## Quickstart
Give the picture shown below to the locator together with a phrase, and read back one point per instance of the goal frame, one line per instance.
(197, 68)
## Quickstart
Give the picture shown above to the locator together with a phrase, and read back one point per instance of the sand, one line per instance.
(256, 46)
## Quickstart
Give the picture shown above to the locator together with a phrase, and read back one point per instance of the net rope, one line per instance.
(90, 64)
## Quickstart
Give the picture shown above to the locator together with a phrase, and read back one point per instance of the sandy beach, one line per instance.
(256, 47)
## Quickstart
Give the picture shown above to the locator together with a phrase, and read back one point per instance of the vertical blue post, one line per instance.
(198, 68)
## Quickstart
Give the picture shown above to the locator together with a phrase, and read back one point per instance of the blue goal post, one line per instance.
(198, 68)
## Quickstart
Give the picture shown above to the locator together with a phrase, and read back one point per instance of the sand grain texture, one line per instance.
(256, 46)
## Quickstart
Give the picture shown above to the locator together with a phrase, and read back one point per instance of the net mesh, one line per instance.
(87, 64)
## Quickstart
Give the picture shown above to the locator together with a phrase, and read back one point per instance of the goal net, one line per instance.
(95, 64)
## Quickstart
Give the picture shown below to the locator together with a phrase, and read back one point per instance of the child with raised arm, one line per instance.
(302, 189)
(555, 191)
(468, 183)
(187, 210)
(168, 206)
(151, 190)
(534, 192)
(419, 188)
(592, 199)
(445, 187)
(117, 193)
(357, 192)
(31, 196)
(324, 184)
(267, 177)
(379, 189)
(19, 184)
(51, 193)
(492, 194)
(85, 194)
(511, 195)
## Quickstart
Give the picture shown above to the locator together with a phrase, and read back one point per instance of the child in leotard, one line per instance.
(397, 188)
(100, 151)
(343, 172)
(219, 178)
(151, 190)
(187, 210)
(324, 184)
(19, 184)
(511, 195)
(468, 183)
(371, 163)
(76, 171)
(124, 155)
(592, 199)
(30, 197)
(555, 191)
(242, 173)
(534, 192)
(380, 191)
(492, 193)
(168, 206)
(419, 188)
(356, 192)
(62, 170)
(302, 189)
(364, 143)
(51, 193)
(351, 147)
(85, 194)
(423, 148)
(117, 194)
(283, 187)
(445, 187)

++++++

**Work request:**
Copy out all of the data. Keep every word unchanged.

**Result of this exercise:**
## Quickstart
Give the picture shown below to the locator together with a phrase, and read back one point per instance of the goal frame, one line per instance.
(197, 68)
## Quickstart
Give the picture shown above to the locator together with a phrase, and read back one point per instance of the sand, one line per instance.
(256, 46)
## Quickstart
Give the picture shown above to the locator together with a phrase, and read back one point per instance of the net rope, one line per instance.
(90, 64)
## Quickstart
Give the picture shown above to the locator together with a phrase, and read back one point per instance of the sandy beach, one line per instance.
(256, 47)
## Quickstart
Give the picture shown above to the locator together with a phrase, and read back one point per instance of the vertical blue post, one line per instance.
(198, 68)
## Quickstart
Give the picture shown above to the locator together with a phrase, and read back one point per instance of the blue goal post, one line per instance.
(198, 68)
## Quickstart
Give the picture shown above to the locator together with a phrase, and read back one point per instance of the sand grain texture, one line per instance.
(256, 46)
## Quickstart
Give the picture shown above to the locator together with a phrase, and read back one point per instance of the net mesh, one line per instance.
(87, 64)
## Quickstart
Give the picture shown above to the locator together with a phrase, and read back one point per instance of the goal net, one line per instance.
(95, 64)
## Quickstart
Give the picture shown below to the locator together with a phrase, and read back one point per instance of the child with raised arm, one line per instance.
(302, 189)
(555, 191)
(468, 183)
(187, 210)
(168, 206)
(151, 190)
(534, 192)
(419, 188)
(592, 199)
(445, 187)
(117, 193)
(357, 192)
(31, 196)
(324, 184)
(267, 177)
(379, 189)
(19, 184)
(51, 193)
(492, 194)
(85, 194)
(511, 195)
## Quickstart
Give the picture shown above to the locator together with a phrase, and read back one point per instance of the child in leotard, one line per instance.
(397, 188)
(100, 151)
(343, 172)
(219, 178)
(151, 190)
(187, 210)
(324, 184)
(19, 184)
(511, 195)
(468, 183)
(371, 163)
(76, 171)
(124, 155)
(592, 199)
(30, 197)
(555, 191)
(242, 173)
(534, 192)
(380, 191)
(492, 193)
(168, 206)
(419, 188)
(356, 192)
(62, 170)
(302, 189)
(364, 143)
(51, 193)
(351, 147)
(85, 194)
(423, 148)
(117, 194)
(283, 187)
(445, 187)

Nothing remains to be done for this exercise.